Pointing and labeling rows
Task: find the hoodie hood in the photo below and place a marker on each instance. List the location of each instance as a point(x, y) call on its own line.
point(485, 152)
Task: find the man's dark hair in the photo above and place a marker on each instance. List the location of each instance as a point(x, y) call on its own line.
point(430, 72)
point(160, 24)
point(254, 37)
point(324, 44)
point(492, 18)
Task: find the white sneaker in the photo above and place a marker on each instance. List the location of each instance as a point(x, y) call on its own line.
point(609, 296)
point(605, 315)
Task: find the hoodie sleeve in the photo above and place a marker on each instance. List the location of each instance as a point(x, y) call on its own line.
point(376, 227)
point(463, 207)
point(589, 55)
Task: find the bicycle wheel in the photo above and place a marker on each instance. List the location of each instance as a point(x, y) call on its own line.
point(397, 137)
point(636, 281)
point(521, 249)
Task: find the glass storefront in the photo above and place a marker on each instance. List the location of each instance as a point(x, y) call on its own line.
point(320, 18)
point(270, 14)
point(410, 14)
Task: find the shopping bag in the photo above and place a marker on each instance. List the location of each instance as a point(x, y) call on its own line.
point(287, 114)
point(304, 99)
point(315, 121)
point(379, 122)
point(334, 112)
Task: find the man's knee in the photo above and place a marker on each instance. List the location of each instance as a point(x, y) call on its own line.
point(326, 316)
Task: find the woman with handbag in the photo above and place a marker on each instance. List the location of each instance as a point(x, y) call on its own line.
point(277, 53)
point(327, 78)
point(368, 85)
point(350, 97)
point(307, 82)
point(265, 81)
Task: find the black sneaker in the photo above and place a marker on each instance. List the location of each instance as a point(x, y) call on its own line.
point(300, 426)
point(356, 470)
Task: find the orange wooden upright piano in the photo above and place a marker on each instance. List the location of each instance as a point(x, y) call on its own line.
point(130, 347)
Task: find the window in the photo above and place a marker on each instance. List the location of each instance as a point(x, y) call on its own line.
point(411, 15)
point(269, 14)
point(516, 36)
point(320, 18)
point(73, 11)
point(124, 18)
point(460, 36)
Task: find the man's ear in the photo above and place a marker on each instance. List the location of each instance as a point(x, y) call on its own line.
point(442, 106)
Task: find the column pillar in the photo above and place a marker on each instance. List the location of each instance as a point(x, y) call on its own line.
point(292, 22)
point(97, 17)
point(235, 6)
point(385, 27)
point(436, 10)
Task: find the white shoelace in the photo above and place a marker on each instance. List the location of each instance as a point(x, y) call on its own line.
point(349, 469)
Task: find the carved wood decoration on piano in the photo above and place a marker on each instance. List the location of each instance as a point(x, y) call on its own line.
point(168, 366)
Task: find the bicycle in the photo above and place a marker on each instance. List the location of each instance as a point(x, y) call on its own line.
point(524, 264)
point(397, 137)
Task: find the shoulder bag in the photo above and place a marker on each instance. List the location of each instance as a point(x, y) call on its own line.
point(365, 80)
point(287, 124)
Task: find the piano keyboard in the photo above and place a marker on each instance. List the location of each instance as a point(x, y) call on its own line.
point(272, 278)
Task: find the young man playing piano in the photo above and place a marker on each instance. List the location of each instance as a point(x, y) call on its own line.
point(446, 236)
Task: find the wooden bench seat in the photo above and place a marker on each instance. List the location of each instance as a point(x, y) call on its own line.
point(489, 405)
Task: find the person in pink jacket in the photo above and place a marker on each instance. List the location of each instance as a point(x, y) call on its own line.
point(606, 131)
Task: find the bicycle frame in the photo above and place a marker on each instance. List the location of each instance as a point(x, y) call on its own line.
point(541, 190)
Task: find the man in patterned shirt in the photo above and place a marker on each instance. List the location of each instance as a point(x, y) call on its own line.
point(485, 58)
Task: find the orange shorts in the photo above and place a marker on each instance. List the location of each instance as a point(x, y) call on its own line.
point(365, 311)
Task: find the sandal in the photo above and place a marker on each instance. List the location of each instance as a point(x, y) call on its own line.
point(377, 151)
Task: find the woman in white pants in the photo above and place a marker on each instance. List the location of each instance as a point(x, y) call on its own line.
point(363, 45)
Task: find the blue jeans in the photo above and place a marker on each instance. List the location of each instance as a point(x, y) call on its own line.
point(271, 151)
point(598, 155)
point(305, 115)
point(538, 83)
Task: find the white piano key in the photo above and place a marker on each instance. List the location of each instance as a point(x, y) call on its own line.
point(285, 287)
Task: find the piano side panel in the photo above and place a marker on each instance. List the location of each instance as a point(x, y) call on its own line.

• [WHAT YOU WILL DO] Starting at the line containing "Task: find the orange wooden" and ending at the line containing "point(287, 124)", can you repeat only those rows, requests included, and scale every coordinate in the answers by 0.85, rounding to whole numbers with halves going up?

• [SOLUTION TO THIS EXERCISE]
Task: find the orange wooden upright piano in the photo above and place a marker on each instance. List the location of each instance as a point(x, y) call on its own line.
point(111, 295)
Task: find the window in the photo above and place a marker on each instance. List the location of each instance as a point(x, y) call on its own line.
point(349, 13)
point(229, 12)
point(439, 31)
point(272, 15)
point(62, 9)
point(105, 15)
point(391, 31)
Task: find the man's ear in the photo above and place a marker on each instance. List the location of each instance as a point(x, y) call on its own line.
point(376, 90)
Task: find the column pillar in the photo above and place a marker on each instance. List the location of each instance as a point(x, y) call on its own line.
point(248, 19)
point(82, 14)
point(200, 5)
point(327, 23)
point(371, 9)
Task: find the white shoelace in the photo above and place a marker on each instance. List the location of each instance as a point(x, y) call on its own line.
point(297, 399)
Task: find the carved wood decoration on piano in the photo above and place a marker on each instance. List the location of each instance as a point(x, y) call on its own line.
point(143, 311)
Task: find the bicycle in the photo above and place a marker on each instance. List the location of each instance as a point(x, y) call on its own line.
point(445, 224)
point(337, 116)
Task: find the shoulder bag in the photo above and place a marker on each instance. List the location of each instance as a point(x, y) call on its own line.
point(310, 68)
point(244, 105)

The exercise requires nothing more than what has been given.